• [Supplied data]:
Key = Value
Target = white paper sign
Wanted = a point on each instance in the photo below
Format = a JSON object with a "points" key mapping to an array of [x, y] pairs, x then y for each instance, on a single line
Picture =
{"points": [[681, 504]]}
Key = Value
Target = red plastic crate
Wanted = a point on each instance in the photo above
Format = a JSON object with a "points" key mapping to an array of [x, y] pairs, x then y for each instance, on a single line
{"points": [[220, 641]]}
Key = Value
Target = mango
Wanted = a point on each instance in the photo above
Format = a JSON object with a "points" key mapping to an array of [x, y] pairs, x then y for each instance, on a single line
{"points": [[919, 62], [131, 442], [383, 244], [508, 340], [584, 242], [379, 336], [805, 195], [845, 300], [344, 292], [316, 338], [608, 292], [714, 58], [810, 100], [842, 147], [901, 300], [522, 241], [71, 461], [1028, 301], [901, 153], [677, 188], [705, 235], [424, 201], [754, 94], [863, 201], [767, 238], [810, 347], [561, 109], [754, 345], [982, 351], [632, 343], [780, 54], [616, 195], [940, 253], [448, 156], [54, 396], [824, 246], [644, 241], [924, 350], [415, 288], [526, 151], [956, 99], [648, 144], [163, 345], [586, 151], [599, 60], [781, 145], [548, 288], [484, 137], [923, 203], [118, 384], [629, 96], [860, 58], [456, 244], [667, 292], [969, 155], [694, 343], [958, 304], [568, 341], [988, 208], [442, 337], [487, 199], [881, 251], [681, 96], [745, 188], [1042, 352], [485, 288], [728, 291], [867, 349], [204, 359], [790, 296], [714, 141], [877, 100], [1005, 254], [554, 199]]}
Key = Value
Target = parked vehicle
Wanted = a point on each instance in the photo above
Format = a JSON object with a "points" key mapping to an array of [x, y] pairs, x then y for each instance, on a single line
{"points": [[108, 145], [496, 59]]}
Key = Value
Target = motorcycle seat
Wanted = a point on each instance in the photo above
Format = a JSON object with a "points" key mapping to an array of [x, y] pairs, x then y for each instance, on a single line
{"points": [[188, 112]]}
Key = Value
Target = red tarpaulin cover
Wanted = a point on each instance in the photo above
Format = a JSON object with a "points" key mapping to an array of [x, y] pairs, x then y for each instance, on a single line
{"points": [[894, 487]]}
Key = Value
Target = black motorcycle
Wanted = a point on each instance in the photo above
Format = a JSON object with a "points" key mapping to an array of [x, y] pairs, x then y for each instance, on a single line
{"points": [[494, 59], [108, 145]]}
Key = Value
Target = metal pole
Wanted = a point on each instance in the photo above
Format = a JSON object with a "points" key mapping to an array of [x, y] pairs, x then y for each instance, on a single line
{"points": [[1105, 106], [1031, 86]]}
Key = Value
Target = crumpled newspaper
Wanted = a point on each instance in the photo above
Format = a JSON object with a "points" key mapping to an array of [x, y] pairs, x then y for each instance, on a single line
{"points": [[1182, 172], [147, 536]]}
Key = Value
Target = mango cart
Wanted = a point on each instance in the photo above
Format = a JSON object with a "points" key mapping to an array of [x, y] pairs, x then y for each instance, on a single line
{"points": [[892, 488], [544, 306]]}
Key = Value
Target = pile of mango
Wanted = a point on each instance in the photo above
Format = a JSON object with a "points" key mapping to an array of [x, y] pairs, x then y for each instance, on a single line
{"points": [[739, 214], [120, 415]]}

• [Problem requirements]:
Find each line in the entries above that contains the word "Target" and copy every such line in full.

• [Result below]:
Target = white paper sign
Target = red plastic crate
Target = mango
Target = parked vehicle
Target = motorcycle seat
Target = red tarpaulin cover
Target = black motorcycle
Target = metal pole
Target = crumpled newspaper
Target = mango cart
Target = pile of mango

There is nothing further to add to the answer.